═══ Texte fourni
Faut-il s'attendre à des bouleversements lors du prochain renouvellement sénatorial ?

Rien n'est jamais gagné. Je fais donc campagne pour éviter de mauvaises surprises. Il faut expliquer aux élus locaux notre action pour contrôler le gouvernement et les représenter. Beaucoup sont déconcertés par un exécutif qui avance à petit pas, sans boussole et sans majorité. Et puis, les Français sont perturbés par l'image dégradée de l'Assemblée nationale du fait de l'attitude de certains députés. Je crois que le Sénat est un pôle de stabilité dans notre République si ballotée en ce moment.

Les candidats « Horizons », le parti d'Édouard Philippe, peuvent-ils créer la surprise ?

Je ne crois pas à de grands bouleversements. Édouard Philippe fera sûrement élire quelques sénateurs grâce à son tissu d'élus locaux. Nous verrons quel sera leur positionnement au Sénat.

Vous-même, vous êtes candidat à un nouveau mandat dans une assemblée où vous avez été élu pour la première fois en 1986. Qu'est-ce qui vous motive encore ?

Faire les choses avec la même passion qu'au premier jour. Je ne suis jamais autant heureux que lorsque je me retrouve à la table d'un conseil municipal. J'aime les campagnes, j'aime les gens. Mon baromètre politique, ce sont les 35.000 communes.

Ce sera donc le dernier mandat ?

Je n'en sais rien. Pour l'instant, j'ai le sentiment d'être utile, j'ai l'énergie, je veux servir.

Qui seraient vos invités rêvés (personnages morts ou vivants) dans un dîner parfait ?

Martin Luther King, ce personnage me fascine depuis mon adolescence. Et Jean Moulin, un parcours, un modèle, une passion pour la France. Une rue porte son nom à Rambouillet (ndlr, Gérard Larcher fut maire de la sous-préfecture des Yvelines pendant 28 ans) car il a été préfet d'Eure-et-Loir, le département voisin.

En quoi souhaiteriez-vous vous réincarner ?

Je ne crois pas à la réincarnation.

Qu'aimeriez-vous sur votre épitaphe ?

 Rien

Et si c'était à refaire, quel métier aimeriez-vous ?

Vétérinaire, le mien. J'ai appris de ma formation qu'il faut poser un diagnostic et proposer un traitement. C'est peut-être ce qui manque à la politique aujourd'hui.

De quoi rêviez-vous enfant ?

D'être agriculteur-éleveur. Je n'ai pas tout à fait réussi !

Où aimeriez-vous être en 2027 ?

Là où je pourrai être utile.
══════
Liste des tâches -
A) Traduisez en anglais cette phrase de l'entretien sur les sénatoriales : « Je crois que le Sénat est un pôle de stabilité dans notre République si ballotée en ce moment. »
B) Reprenez l'entretien avec Gérard Larcher sur les sénatoriales en rédigeant la suite qui vient après sa dernière réponse.
═══ Données de l'exercice
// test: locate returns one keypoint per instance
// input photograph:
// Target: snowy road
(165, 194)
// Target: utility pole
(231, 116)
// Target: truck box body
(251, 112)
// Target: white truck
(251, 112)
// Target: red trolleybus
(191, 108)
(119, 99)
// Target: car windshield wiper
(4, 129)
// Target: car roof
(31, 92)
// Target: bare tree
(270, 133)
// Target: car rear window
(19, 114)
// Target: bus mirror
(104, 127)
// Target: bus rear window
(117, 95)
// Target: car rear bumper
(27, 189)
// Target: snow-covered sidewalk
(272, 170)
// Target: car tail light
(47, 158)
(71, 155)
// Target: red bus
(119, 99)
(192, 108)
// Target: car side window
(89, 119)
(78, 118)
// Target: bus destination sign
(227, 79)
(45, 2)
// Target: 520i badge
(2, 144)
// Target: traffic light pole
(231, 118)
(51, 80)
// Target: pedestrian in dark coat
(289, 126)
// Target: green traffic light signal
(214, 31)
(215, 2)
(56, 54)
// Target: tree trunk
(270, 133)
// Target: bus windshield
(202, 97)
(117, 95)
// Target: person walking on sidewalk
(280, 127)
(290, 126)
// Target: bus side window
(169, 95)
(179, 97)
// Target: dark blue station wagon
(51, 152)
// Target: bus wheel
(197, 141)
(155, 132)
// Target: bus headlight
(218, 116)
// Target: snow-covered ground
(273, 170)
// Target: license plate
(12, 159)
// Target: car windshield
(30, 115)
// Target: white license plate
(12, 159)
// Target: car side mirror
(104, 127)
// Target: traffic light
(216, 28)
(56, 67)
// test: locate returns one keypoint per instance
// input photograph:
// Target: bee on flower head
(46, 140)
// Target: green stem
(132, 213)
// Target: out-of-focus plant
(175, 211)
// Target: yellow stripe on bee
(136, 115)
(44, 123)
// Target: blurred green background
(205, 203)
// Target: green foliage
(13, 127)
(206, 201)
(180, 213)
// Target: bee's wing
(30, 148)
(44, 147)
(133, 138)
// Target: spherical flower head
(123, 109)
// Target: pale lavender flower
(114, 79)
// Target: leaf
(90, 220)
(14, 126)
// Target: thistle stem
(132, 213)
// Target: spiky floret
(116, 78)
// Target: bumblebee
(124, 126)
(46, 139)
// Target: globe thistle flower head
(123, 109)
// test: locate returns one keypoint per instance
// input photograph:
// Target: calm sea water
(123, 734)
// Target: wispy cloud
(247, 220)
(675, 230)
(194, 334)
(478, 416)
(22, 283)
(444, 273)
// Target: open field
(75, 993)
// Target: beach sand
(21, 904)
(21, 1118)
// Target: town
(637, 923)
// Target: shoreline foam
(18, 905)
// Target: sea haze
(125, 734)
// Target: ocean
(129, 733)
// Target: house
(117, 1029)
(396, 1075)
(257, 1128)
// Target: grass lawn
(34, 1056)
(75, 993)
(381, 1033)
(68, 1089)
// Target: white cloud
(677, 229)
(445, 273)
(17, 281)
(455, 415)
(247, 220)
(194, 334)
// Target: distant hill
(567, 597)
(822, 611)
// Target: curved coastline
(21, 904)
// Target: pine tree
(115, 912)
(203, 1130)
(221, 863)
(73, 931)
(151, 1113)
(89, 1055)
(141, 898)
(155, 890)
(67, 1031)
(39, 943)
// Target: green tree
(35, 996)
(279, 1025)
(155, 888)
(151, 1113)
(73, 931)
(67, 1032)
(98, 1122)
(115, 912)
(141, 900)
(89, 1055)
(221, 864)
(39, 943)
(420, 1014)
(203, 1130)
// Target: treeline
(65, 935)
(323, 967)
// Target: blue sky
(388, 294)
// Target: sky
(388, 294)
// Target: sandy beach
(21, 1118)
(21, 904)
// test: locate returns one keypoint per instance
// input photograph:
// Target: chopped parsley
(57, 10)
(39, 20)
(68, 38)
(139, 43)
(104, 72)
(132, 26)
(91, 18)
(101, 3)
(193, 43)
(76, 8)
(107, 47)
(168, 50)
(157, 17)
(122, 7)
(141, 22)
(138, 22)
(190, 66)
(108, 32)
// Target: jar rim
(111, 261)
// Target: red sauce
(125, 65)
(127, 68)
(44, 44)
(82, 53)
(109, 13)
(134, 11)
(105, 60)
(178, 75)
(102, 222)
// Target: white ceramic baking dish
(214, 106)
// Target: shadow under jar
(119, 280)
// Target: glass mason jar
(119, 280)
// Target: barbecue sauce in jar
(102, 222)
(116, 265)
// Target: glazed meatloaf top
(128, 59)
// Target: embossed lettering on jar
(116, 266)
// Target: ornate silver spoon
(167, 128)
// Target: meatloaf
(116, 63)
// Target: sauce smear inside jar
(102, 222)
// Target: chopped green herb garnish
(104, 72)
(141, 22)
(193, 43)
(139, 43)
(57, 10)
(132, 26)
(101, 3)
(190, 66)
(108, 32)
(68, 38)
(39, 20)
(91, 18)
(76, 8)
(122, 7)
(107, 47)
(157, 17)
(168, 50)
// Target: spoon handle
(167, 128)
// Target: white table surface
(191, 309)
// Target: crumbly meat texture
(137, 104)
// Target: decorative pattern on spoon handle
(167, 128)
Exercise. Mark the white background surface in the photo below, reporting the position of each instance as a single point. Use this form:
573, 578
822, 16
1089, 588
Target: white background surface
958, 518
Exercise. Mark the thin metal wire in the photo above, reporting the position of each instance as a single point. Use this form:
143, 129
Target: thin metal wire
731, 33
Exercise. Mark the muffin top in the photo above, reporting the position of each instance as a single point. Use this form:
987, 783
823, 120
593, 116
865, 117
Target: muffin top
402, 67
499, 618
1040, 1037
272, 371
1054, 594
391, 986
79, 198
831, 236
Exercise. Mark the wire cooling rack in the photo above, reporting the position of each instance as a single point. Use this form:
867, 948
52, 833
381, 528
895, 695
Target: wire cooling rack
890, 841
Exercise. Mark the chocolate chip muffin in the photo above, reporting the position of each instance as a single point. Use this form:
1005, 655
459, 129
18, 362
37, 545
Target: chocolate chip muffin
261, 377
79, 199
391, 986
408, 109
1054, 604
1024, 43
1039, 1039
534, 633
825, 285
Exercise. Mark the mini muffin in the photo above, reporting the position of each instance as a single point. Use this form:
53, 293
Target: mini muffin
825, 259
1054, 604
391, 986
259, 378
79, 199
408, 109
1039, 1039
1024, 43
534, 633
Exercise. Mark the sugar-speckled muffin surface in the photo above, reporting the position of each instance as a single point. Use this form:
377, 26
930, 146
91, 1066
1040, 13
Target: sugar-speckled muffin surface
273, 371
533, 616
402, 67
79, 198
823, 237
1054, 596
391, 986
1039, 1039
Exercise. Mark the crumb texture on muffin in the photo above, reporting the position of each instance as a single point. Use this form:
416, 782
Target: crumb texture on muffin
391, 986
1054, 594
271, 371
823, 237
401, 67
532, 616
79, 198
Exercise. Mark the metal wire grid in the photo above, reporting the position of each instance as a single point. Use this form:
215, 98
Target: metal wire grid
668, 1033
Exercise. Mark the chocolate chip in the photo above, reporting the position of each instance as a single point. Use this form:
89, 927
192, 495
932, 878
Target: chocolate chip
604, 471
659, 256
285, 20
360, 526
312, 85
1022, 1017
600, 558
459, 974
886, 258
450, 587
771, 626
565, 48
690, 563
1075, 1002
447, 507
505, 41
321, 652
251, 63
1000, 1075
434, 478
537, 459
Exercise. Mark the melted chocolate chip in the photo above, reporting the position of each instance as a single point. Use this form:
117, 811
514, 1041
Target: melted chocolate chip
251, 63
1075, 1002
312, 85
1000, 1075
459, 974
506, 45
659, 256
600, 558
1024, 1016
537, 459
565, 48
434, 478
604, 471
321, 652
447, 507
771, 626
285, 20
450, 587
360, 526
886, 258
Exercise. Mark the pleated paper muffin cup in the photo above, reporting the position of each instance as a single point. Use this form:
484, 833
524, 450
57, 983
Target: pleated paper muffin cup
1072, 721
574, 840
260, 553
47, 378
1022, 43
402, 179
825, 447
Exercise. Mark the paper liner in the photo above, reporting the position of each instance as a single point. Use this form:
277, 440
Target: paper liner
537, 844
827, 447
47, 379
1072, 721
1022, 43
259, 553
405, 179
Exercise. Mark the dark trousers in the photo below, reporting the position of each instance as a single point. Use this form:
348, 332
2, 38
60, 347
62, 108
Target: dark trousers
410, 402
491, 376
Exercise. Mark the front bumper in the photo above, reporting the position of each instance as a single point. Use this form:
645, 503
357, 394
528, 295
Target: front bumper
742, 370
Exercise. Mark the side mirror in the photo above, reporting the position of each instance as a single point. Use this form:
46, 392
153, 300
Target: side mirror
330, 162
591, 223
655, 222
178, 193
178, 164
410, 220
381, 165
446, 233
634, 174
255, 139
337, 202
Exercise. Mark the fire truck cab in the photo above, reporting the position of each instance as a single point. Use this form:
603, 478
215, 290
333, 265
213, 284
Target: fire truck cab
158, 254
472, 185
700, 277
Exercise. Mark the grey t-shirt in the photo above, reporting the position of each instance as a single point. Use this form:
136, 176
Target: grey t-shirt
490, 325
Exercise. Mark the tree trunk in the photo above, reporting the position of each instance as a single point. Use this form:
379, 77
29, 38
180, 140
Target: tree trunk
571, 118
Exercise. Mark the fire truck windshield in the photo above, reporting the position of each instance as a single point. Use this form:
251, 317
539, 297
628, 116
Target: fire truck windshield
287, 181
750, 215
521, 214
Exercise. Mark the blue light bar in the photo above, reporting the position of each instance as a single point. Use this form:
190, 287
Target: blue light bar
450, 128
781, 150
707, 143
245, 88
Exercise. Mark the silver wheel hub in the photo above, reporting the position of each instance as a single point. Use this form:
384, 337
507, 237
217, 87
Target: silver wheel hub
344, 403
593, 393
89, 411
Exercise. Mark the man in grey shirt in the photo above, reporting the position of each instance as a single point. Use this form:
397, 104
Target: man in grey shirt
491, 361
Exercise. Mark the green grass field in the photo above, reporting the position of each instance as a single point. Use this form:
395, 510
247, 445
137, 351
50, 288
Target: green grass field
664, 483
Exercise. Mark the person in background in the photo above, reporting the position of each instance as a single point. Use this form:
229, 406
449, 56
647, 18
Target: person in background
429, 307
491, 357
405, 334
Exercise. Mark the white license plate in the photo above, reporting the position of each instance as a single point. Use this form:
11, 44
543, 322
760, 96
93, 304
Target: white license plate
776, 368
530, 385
══════
Réponses aux tâches -
A) I believe that the Senate is a pole of stability in our Republic, which is so buffeted at the moment.

B)
Portrait- Gérard Larcher, l'art de se réinventer

La photo est cachée derrière une autre sur la cheminée de son bureau de président du Sénat. Gérard Larcher aime la montrer à ses visiteurs avec un petit sourire en coin. On y voit sur ce document en noir et blanc de la séance inaugurale du Sénat en 1996 le jeune (37 ans) sénateur des Yvelines, élu pour la première fois en 1986, et l'autre benjamin (35 ans) de la Haute-Assemblée Jean-Luc Mélenchon, son collègue socialiste de l'Essonne avec son collier de barbe entourant le président de l'époque Alain Poher. Autre temps, autre histoire.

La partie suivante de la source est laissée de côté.